- Input records -

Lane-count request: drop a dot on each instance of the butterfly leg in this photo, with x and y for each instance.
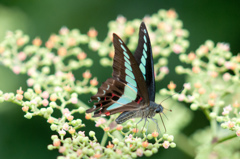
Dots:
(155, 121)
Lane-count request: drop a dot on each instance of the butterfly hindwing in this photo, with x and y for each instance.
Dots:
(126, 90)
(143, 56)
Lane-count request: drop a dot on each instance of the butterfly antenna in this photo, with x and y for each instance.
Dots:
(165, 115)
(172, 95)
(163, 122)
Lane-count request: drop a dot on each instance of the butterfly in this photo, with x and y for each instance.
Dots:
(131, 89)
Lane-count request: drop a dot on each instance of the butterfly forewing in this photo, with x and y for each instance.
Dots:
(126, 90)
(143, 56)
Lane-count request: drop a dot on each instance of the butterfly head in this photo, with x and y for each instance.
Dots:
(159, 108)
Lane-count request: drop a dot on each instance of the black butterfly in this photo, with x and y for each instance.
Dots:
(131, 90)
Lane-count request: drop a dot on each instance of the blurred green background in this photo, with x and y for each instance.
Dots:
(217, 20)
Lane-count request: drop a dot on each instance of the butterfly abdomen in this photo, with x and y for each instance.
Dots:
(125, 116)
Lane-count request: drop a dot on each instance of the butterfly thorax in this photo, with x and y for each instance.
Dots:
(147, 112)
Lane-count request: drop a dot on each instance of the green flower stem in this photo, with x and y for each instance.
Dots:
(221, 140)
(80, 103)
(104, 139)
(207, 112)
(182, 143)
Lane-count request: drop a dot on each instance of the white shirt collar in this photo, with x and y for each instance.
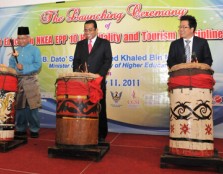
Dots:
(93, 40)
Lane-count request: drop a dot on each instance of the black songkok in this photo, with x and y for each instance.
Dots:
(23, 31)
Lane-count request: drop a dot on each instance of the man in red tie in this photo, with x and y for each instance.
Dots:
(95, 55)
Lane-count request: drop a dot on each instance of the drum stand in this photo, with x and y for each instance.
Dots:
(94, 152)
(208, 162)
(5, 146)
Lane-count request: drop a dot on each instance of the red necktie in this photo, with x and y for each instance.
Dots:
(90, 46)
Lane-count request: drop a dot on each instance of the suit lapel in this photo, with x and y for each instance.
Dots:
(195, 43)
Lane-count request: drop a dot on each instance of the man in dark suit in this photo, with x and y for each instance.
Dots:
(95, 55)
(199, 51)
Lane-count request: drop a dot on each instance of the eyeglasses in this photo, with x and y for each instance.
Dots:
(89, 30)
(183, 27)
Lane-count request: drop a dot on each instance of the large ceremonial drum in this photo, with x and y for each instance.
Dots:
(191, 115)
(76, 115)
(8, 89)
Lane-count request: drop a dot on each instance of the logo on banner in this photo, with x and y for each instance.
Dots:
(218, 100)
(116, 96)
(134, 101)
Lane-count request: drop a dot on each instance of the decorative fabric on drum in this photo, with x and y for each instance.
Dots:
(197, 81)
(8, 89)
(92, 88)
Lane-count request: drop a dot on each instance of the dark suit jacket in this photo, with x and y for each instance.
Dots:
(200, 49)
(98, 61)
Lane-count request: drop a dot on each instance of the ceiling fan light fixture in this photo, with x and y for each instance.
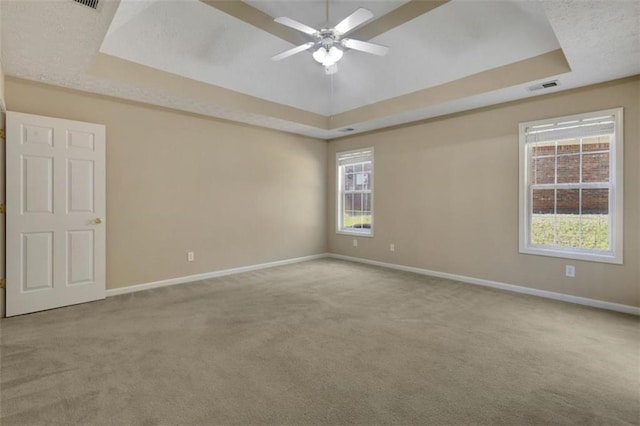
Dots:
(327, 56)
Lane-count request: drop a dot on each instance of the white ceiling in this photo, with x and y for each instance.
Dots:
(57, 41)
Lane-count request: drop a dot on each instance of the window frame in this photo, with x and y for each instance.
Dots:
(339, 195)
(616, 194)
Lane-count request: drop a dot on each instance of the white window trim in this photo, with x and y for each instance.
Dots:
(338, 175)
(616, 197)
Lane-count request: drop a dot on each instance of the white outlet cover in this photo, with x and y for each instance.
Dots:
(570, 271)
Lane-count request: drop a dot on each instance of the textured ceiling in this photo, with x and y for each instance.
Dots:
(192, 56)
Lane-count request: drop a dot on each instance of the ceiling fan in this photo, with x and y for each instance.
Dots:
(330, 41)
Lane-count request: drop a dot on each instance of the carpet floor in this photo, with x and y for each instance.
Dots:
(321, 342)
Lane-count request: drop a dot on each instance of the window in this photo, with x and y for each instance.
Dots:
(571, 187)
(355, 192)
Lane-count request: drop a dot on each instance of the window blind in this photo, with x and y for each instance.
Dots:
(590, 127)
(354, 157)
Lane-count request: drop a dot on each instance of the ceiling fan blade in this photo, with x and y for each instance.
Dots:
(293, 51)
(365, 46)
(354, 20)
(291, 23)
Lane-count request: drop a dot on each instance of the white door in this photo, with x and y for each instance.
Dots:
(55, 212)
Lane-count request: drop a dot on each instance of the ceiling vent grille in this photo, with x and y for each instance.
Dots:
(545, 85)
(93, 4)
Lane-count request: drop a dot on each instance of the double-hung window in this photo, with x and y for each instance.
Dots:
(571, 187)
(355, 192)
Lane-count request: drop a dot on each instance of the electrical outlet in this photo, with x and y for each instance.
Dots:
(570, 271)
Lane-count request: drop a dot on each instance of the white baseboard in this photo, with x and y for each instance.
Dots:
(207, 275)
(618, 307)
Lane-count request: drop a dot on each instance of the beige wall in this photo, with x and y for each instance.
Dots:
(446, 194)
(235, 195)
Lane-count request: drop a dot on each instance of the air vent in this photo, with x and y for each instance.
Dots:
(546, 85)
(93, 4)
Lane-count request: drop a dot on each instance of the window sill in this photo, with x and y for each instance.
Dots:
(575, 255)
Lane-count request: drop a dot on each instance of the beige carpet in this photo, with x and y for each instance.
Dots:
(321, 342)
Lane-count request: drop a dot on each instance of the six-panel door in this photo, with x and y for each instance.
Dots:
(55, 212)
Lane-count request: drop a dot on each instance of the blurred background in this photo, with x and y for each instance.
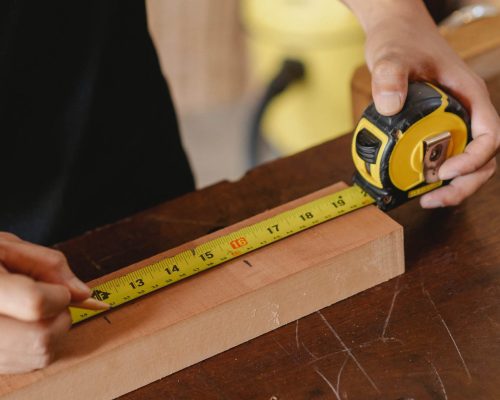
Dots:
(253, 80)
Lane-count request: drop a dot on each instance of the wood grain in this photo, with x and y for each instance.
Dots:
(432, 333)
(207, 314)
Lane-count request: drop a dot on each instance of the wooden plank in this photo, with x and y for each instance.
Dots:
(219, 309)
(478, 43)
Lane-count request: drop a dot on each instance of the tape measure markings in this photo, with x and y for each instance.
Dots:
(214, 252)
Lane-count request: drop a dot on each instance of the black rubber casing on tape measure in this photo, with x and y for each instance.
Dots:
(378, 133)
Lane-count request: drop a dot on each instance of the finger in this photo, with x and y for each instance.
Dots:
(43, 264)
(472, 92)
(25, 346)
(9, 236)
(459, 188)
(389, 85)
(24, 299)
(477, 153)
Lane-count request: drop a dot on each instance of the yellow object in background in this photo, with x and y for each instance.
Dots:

- What to work on -
Convert every one of the records above into a numbered list with one line per item, skipping blank lines. Leave the pictures out.

- Result below -
1. Lane-count request: drop a dot on each instance of the butterfly leg in this photo, with x and y for each instance.
2. Dots:
3. (155, 121)
4. Lane-count request: drop a dot on each instance of the butterfly hindwing in this photo, with x and y for each instance.
5. Dots:
6. (126, 90)
7. (143, 56)
8. Lane-count request: drop a dot on each instance of the butterfly antenna in this photo, with x and y for each instance.
9. Dots:
10. (165, 115)
11. (172, 95)
12. (163, 122)
13. Lane-count request: drop a dot on each instance of the butterfly in this photo, with x and y for each instance.
14. Dots:
15. (131, 89)
16. Lane-count request: drop a dot on each instance of the butterfly forewing in this photo, with x and y for each instance.
17. Dots:
18. (126, 90)
19. (143, 56)
20. Lane-count request: drop a dot on each instance of the butterfly head in this photo, with x and y for each instance.
21. Dots:
22. (159, 108)
23. Lane-count request: drop a dot on each instance of the black butterfly in this photo, with x and y for each instance.
24. Dots:
25. (131, 90)
26. Lane-count request: drop a dot on each instance of the blurred green background in this photo, with x and y for each instance.
27. Dots:
28. (217, 20)
29. Lane-count request: drop a dot on each instance of the butterfly abdomen in this photo, with x and y for each instance.
30. Dots:
31. (125, 116)
32. Lane-count request: drop a dot on each instance of the butterfly thorax in this photo, with x and y for each instance.
33. Dots:
34. (147, 112)
35. Lane-count request: drop a dot on each instance of the green flower stem in this photo, with x and y for each instance.
36. Dots:
37. (221, 140)
38. (80, 103)
39. (104, 139)
40. (207, 112)
41. (182, 143)
42. Lane-count request: drop a dot on each instance of the white shirt collar in this photo, with x and y for each instance.
43. Dots:
44. (93, 40)
45. Lane-count request: drop a dot on each instance of the black songkok in this photo, with x and y for each instance.
46. Dots:
47. (23, 31)
48. Lane-count request: drop a dot on each instance of the man in red tie in this photo, with x and y for each instance.
49. Dots:
50. (95, 55)
51. Lane-count request: drop a dot on each instance of the drum stand in this photo, with x and y for each instance.
52. Dots:
53. (94, 152)
54. (208, 162)
55. (5, 146)
56. Lane-count request: drop a dot on each instance of the red necktie in this photo, with x and y for each instance.
57. Dots:
58. (90, 46)
59. Lane-count request: drop a dot on each instance of the suit lapel in this photo, with x and y for each instance.
60. Dots:
61. (195, 43)
62. Lane-count request: drop a dot on each instance of the man in dark suit in this photo, with x and y for each instance.
63. Dots:
64. (95, 55)
65. (199, 51)
66. Lane-count request: drop a dot on each instance of the eyeglasses in this photo, with x and y for each instance.
67. Dots:
68. (89, 30)
69. (183, 27)
70. Lane-count request: drop a dot on each instance of the large ceremonial drum in this photo, with x and y for each instance.
71. Dots:
72. (191, 115)
73. (76, 115)
74. (8, 89)
75. Lane-count request: drop a dot on each instance of the logo on banner in this photo, with x and y for each instance.
76. Dots:
77. (218, 100)
78. (116, 96)
79. (134, 101)
80. Lane-count request: drop a dot on each instance of the decorative fabric on drum in this photo, with x and y for each instance.
81. Dots:
82. (197, 81)
83. (8, 89)
84. (92, 88)
85. Lane-count request: drop a dot on each instance of the dark suit jacket in this photo, with x and y for each instance.
86. Dots:
87. (200, 49)
88. (98, 61)
89. Lane-count request: drop a dot on each instance of the ceiling fan light fixture in this photo, with x and y for each instance.
90. Dots:
91. (327, 56)
92. Lane-count request: drop a dot on each instance of the white ceiling in this photo, with x and y for each instance.
93. Dots:
94. (57, 41)
95. Lane-count request: drop a dot on each instance of the window frame in this photo, with x and y for each instance.
96. Dots:
97. (339, 195)
98. (616, 194)
99. Lane-count request: drop a dot on each instance of the white window trim in this photo, with x and y for each instance.
100. Dots:
101. (338, 175)
102. (616, 197)
103. Lane-count request: drop a dot on each instance of the white outlet cover in this photo, with x and y for each instance.
104. Dots:
105. (570, 271)
106. Lane-count request: drop a dot on each instance of the textured ceiling in this photo, with x and y for each instance.
107. Dots:
108. (192, 56)
109. Lane-count request: drop a dot on each instance of the ceiling fan in this photo, with x and y for each instance.
110. Dots:
111. (330, 41)
112. Lane-count request: drop a dot on each instance of the carpet floor in this photo, with x and y for each instance.
113. Dots:
114. (321, 342)
115. Lane-count request: drop a dot on each instance of the window in this photo, with x and y for each instance.
116. Dots:
117. (571, 187)
118. (355, 192)
119. Lane-count request: drop a dot on each instance of the window blind in this photo, with x and y for each instance.
120. Dots:
121. (590, 127)
122. (354, 157)
123. Lane-count request: drop a dot on each instance of the ceiling fan blade in this photo, with x and y for each instance.
124. Dots:
125. (293, 51)
126. (365, 46)
127. (354, 20)
128. (291, 23)
129. Lane-count request: drop a dot on each instance of the white door in this photo, with x and y for each instance.
130. Dots:
131. (55, 212)
132. Lane-count request: drop a dot on each instance of the ceiling vent grille in this photo, with x and y for each instance.
133. Dots:
134. (545, 85)
135. (93, 4)
136. Lane-count request: drop a dot on each instance of the double-hung window in this photo, with x and y for each instance.
137. Dots:
138. (571, 187)
139. (355, 192)
140. Lane-count request: drop a dot on each instance of the electrical outlet in this photo, with x and y for each instance.
141. Dots:
142. (570, 271)
143. Lane-count request: drop a dot on each instance of the white baseboard in this photo, with x and y for each instance.
144. Dots:
145. (207, 275)
146. (618, 307)
147. Lane-count request: drop a dot on each instance of the beige wall in this photo, with x and y for each instance.
148. Dots:
149. (446, 194)
150. (235, 195)
151. Lane-count request: drop a dot on each instance of the air vent in this photo, with x and y for each instance.
152. Dots:
153. (546, 85)
154. (93, 4)
155. Lane-count request: drop a dot on each instance of the window sill in this photo, with x and y for each instance.
156. Dots:
157. (575, 255)
158. Lane-count request: drop a dot on each instance of the beige carpet in this photo, with x and y for each instance.
159. Dots:
160. (321, 342)
161. Lane-count request: drop a dot on each instance of the six-panel door in this photo, with x and y for each instance.
162. Dots:
163. (55, 212)
164. Lane-count request: drop a dot on each instance of the blurred background in this photo, with x and y for each instance.
165. Dots:
166. (253, 80)
167. Lane-count request: drop a dot on each instance of the wood grain in this photo, with x and y for each instance.
168. Dots:
169. (432, 333)
170. (207, 314)
171. Lane-count request: drop a dot on each instance of the wooden plank in this photo, with x and y for each instance.
172. Dots:
173. (219, 309)
174. (478, 43)
175. Lane-count request: drop a dot on each instance of the tape measure markings in this photo, with x and y for each instance.
176. Dots:
177. (214, 252)
178. Lane-count request: drop a dot on each instance of the black rubber casing on tape measure in this photo, with x and y for each instance.
179. Dots:
180. (378, 133)
181. Lane-count request: drop a dot on each instance of the finger in this photo, with x and y for each instance.
182. Dots:
183. (43, 264)
184. (472, 92)
185. (25, 346)
186. (9, 236)
187. (459, 188)
188. (389, 85)
189. (24, 299)
190. (477, 153)
191. Lane-count request: drop a dot on each instance of the yellow object in background in this photo, with x and y for each instance.
192. Dots:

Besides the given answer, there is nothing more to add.